Pick out every line of the data below that contains the string "field", and copy each one.

- - -

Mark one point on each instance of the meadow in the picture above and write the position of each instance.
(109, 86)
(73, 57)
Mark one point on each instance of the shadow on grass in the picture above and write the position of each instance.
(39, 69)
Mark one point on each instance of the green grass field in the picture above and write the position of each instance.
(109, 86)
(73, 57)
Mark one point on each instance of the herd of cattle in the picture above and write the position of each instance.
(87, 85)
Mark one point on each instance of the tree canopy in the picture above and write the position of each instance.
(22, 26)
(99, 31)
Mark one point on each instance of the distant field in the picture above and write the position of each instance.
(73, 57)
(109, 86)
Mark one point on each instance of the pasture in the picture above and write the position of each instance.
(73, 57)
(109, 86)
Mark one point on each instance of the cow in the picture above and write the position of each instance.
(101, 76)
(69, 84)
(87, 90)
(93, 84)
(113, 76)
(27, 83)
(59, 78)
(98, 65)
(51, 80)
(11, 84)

- - -

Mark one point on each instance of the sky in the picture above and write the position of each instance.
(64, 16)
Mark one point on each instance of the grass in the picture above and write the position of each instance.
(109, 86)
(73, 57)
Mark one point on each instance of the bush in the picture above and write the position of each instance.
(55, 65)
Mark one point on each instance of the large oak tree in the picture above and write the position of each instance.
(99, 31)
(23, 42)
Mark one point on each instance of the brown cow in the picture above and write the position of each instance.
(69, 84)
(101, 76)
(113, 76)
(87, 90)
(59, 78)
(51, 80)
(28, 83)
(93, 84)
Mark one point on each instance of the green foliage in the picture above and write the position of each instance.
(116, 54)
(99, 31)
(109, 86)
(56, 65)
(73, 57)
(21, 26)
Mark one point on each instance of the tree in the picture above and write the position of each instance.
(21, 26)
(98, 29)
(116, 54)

- - -

### Answer to the task:
Mark one point on each instance of the green grass field in the picture above and write the position of each instance.
Mark one point on each instance of the distant field in the picture above and write the position of each instance.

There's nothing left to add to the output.